(Dataset items)
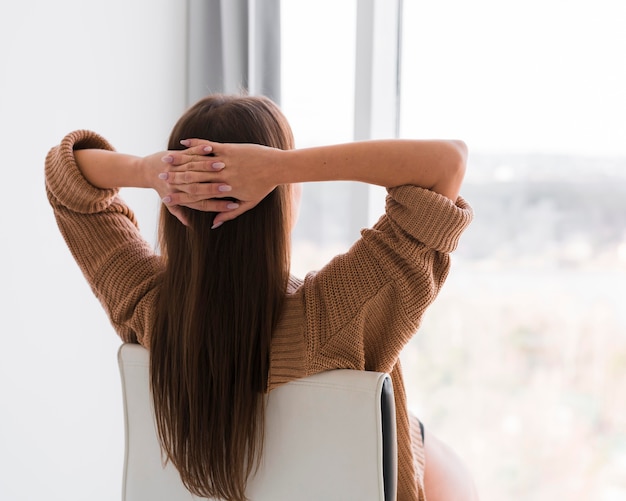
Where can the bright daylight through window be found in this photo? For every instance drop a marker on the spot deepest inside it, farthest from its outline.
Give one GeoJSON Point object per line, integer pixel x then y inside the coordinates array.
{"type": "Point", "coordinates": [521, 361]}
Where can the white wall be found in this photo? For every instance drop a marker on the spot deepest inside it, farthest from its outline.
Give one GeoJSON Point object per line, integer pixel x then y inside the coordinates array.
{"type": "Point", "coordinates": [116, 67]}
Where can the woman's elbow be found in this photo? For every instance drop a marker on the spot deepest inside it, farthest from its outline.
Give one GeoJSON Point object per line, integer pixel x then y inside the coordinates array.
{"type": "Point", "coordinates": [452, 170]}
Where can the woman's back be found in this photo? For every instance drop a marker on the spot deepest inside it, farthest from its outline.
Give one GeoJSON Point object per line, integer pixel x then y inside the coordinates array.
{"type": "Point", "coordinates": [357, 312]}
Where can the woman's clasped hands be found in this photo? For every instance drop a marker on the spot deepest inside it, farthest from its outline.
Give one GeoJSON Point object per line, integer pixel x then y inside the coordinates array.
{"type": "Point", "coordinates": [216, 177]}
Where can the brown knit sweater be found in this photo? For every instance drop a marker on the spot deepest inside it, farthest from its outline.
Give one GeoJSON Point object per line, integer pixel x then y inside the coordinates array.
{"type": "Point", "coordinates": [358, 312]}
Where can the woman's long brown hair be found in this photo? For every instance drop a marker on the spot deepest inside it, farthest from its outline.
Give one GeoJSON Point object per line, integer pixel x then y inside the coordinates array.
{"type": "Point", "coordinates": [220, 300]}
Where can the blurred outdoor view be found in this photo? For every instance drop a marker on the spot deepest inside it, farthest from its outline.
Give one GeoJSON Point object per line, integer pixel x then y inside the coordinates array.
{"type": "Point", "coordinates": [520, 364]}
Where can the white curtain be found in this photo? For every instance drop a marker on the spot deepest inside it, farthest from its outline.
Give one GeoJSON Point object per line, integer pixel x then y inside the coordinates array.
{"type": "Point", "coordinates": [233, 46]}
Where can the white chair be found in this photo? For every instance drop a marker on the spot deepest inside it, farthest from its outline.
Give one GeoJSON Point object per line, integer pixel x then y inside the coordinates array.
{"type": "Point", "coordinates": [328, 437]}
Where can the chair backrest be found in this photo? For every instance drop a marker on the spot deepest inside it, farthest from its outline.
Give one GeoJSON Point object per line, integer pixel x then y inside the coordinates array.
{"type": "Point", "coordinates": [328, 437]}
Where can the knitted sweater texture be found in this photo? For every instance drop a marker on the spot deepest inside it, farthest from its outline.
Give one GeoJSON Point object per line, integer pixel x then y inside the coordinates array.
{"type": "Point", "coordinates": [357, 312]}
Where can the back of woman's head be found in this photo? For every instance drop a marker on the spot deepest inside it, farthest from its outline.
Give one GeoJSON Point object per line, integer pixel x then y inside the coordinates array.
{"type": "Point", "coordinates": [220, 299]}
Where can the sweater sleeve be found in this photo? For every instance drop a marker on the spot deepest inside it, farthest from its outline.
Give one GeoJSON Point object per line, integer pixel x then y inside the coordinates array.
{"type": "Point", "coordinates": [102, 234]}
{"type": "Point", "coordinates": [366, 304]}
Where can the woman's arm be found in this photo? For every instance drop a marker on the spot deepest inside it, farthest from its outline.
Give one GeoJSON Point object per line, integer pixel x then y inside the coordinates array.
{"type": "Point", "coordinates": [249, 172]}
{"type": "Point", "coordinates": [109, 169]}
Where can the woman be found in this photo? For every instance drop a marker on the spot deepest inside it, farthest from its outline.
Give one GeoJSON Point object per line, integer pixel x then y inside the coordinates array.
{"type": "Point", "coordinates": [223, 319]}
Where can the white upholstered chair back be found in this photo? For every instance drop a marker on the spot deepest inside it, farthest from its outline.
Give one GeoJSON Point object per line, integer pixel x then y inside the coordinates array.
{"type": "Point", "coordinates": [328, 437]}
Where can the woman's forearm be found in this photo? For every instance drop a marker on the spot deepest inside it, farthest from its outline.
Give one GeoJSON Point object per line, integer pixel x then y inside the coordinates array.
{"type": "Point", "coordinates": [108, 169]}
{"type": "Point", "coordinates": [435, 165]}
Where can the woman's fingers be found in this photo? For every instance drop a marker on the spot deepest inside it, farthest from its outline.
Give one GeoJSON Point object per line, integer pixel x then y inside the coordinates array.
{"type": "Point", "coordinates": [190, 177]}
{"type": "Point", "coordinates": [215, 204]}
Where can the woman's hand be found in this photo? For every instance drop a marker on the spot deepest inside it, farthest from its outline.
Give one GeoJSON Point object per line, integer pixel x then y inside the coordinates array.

==

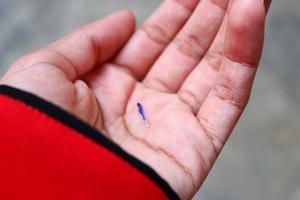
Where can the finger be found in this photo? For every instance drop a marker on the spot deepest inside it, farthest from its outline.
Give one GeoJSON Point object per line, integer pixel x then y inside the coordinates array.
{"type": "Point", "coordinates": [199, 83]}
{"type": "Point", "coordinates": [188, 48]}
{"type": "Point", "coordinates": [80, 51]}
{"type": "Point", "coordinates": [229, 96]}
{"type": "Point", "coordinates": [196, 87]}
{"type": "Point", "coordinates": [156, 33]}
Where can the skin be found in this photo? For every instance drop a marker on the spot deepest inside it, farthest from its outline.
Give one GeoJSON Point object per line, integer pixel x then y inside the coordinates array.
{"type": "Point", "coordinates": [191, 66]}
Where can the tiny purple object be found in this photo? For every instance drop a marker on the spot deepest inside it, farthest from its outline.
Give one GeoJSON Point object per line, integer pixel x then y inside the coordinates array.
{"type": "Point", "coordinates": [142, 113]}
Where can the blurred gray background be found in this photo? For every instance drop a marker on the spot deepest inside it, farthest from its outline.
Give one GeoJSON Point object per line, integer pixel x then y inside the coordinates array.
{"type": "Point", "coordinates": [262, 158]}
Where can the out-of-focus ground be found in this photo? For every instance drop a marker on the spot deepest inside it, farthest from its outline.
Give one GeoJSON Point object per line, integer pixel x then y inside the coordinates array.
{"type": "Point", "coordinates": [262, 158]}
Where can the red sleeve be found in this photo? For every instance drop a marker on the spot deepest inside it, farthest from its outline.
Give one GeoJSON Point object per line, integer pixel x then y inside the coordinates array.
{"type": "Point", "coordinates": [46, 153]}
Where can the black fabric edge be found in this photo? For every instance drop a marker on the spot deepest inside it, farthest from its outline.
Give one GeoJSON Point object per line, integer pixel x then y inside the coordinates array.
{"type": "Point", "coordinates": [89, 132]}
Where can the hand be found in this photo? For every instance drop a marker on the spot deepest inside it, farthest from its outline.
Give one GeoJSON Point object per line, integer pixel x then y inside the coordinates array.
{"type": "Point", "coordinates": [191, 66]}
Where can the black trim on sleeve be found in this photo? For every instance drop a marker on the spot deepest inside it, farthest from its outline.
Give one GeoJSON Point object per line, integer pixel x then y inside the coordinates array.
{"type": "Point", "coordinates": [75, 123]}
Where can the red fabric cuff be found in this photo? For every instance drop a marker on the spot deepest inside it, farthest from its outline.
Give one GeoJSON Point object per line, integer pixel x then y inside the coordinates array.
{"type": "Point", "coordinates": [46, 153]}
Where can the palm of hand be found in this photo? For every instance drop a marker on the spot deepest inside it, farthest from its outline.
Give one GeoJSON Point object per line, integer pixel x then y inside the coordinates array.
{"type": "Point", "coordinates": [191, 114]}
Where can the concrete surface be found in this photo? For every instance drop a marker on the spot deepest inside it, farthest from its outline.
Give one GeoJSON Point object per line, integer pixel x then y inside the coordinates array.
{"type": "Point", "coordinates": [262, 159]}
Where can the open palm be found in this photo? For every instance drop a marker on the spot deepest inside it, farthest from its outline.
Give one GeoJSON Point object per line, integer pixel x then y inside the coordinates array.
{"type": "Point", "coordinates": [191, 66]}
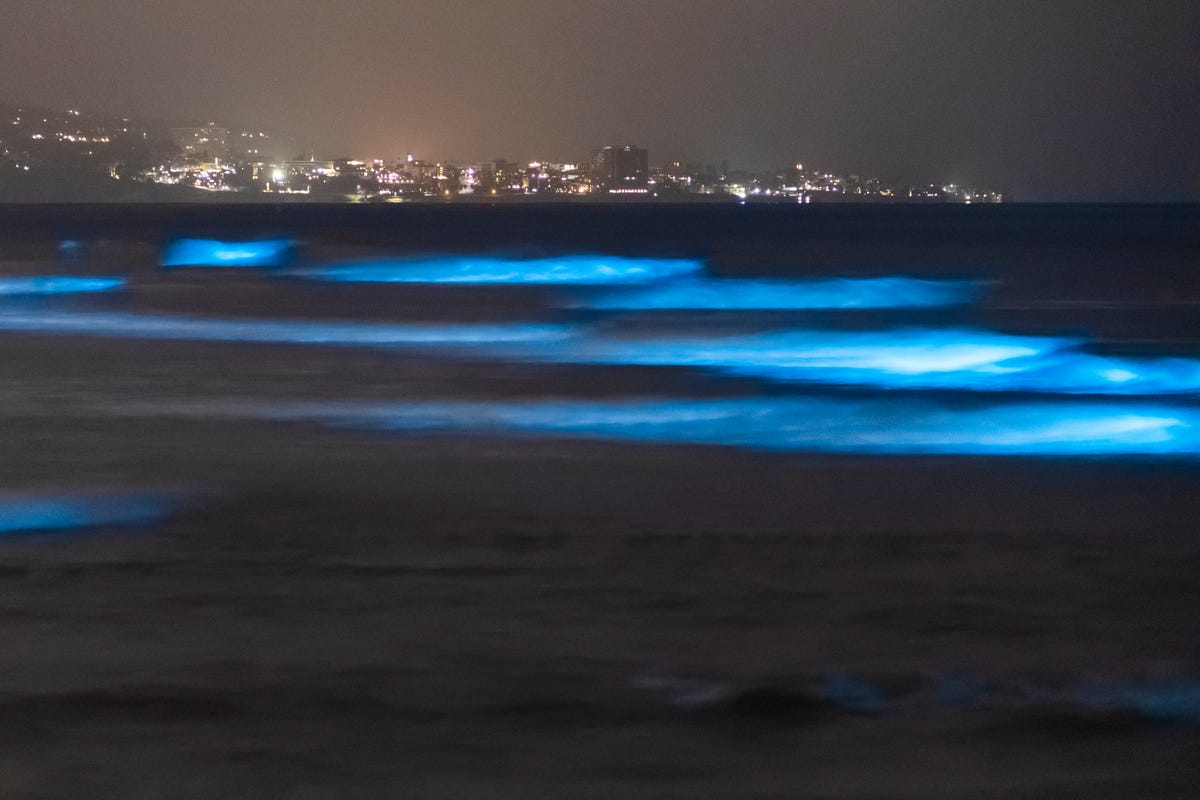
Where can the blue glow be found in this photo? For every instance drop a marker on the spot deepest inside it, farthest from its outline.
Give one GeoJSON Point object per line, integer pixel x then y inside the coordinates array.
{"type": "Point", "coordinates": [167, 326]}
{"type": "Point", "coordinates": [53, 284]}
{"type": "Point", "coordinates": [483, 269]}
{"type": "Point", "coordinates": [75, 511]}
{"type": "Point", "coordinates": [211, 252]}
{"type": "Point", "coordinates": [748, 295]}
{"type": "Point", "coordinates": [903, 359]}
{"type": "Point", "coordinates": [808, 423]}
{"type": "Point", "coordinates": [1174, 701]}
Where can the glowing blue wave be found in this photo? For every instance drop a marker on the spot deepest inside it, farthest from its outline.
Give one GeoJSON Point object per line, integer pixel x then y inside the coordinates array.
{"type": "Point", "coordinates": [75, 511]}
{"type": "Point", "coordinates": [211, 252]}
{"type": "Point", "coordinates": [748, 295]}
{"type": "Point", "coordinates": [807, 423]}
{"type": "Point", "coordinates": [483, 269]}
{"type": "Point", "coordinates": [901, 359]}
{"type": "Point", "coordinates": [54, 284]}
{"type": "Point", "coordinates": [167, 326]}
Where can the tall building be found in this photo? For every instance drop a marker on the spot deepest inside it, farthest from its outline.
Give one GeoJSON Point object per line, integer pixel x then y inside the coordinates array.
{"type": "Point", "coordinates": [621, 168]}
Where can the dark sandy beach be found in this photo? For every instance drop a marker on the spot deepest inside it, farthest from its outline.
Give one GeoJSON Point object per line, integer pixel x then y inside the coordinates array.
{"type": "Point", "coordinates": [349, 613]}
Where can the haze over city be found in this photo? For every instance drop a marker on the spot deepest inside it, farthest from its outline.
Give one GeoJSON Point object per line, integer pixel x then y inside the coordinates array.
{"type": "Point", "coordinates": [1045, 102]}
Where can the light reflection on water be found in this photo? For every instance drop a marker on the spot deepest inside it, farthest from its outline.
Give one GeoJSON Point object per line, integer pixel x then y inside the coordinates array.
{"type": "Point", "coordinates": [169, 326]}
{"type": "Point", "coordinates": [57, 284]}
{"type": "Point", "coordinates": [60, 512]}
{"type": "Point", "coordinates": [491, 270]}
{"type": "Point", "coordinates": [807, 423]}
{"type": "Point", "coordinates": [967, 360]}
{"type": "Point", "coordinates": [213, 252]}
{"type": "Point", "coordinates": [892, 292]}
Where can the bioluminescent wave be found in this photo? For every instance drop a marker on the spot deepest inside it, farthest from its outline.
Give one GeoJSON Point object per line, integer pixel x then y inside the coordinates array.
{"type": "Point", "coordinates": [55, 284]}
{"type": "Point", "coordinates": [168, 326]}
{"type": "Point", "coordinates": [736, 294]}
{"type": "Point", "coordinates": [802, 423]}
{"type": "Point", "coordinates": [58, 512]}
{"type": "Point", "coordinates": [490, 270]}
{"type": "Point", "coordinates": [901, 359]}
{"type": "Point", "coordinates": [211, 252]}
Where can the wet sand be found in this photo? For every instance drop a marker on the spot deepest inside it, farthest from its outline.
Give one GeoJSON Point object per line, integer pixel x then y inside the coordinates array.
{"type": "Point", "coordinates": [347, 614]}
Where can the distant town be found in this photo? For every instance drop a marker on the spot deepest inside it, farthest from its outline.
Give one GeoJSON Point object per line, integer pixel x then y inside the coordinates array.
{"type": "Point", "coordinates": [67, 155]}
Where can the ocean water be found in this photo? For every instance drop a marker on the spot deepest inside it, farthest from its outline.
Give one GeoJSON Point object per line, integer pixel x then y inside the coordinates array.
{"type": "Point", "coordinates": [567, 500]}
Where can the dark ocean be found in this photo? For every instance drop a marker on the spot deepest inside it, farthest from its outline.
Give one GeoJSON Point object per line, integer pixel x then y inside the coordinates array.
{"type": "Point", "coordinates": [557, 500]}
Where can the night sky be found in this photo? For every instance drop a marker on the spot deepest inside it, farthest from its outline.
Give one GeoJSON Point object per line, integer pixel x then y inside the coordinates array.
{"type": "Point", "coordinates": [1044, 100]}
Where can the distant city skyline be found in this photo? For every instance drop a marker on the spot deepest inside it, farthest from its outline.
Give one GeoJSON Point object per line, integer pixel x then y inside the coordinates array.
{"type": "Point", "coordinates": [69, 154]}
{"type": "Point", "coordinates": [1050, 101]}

## Task statement
How many lines in the entries contain the word "distant"? Give the number only.

## Task response
2